→ **EXTRACTO**:
• • • • • • •
Martín Lutero decía que casi nunca predicaba un sermón sin lanzar invectivas
contra la justicia del hombre y, no obstante, agregaba: “Me doy cuenta de que
no logro derribarla con mi predicación. Los hombres se jactan todavía de lo que
pueden hacer y erróneamente consideran que la senda al cielo es un camino
pavimentado con sus propios méritos, y no un camino rociado con la sangre de la
expiación de Jesucristo”.
Mis queridos
oyentes: no puedo felicitarlos por imaginar que todos ustedes han sido
liberados del gran engaño de confiar en ustedes mismos. Los piadosos, los que
son justos por medio de la fe en Cristo, tienen que lamentar todavía que esta
debilidad está adherida a ellos; en cambio, en cuanto a los propios
inconversos, su pecado acosante es negar su culpabilidad, es argumentar que ellos
son tan buenos como otros, entregándose a la vana y necia esperanza de que
entrarán en el cielo por algunas acciones, sufrimientos o llantos aportados por
ellos.
No creo que haya
algunos que estén convencidos de su justicia propia en un sentido tan descarado
como el pobre aldeano de quien me he enterado. Su ministro había tratado de
explicarle el camino de la salvación, pero ya fuera que su cabeza era muy torpe
o su alma muy hostil hacia la verdad que el ministro quería impartirle, lo
cierto es que el aldeano entendió tan poco de lo que había escuchado, que cuando
se le hizo la pregunta: “Ahora, entonces, ¿cuál es la forma por la cual esperas
que puedas ser salvado ante Dios?”, el pobre ingenuo dijo sin ambages: “¿No
cree, señor, que si yo durmiera una fría noche escarchada bajo un arbusto de
espinos, eso me adelantaría un gran trecho hacia el cielo?”, pues concebía que
su sufrimiento podría, en algún grado al menos, ayudarle a entrar al cielo.
• • • • • • •
→ **EXTRACTOS DE LÍNEAS**:

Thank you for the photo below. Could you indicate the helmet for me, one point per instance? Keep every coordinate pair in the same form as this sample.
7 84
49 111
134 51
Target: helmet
• • • • • • •
→ **INSTRUCCIÓN**: Según el extracto, ¿qué creía el aldeano que le adelantaría un gran trecho hacia el cielo? Responde basándote únicamente en el extracto.

→ **SOLUCIÓN DEL PROBLEMA**: Dormir una fría noche escarchada bajo un arbusto de espinos.